*Extracted records*:
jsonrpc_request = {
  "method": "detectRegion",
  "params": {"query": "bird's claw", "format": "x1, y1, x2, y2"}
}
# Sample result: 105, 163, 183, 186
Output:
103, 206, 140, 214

*Prompt*:
Rename "bird's claw" as "bird's talon" in every entry, then write out the lines again with nothing else changed.

*Answer to this exercise*:
jsonrpc_request = {
  "method": "detectRegion",
  "params": {"query": "bird's talon", "format": "x1, y1, x2, y2"}
}
# Sample result: 105, 163, 183, 186
Output:
103, 206, 140, 214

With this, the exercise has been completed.